__Exercise__. Take down each entry exactly as written.

* * * * * * *

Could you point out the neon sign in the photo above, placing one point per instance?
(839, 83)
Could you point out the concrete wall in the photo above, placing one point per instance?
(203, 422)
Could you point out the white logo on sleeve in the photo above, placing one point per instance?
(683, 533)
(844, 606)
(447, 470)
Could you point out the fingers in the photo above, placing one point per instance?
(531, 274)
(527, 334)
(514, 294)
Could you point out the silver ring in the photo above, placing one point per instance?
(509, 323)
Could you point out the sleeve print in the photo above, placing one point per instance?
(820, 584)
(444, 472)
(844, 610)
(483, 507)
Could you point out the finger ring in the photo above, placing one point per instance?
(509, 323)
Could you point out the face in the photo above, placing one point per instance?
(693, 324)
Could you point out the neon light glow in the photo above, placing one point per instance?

* * * * * * *

__Exercise response__.
Could you point out the neon sign in the photo above, placing one point per instance?
(839, 83)
Could you point out the concrete wall in the photo above, placing one point per instance?
(203, 422)
Could you point out the white logo on sleeve in the photo above, placing one point per instance?
(683, 533)
(844, 606)
(447, 470)
Could you point out the fingers in the photo above, placing one point per instance?
(531, 274)
(527, 334)
(514, 294)
Could you point out the silver ring in the photo above, placing one point per instance?
(509, 323)
Could you point out the sleeve print in the photo above, placing one point per instance?
(820, 584)
(444, 472)
(844, 610)
(483, 507)
Could you point out the finger ring in the photo above, placing one point per instance?
(509, 323)
Could you point out the face in the photo above, placing one point per instance?
(693, 324)
Could you point out the neon light glow in the photo above, placing one point per instance?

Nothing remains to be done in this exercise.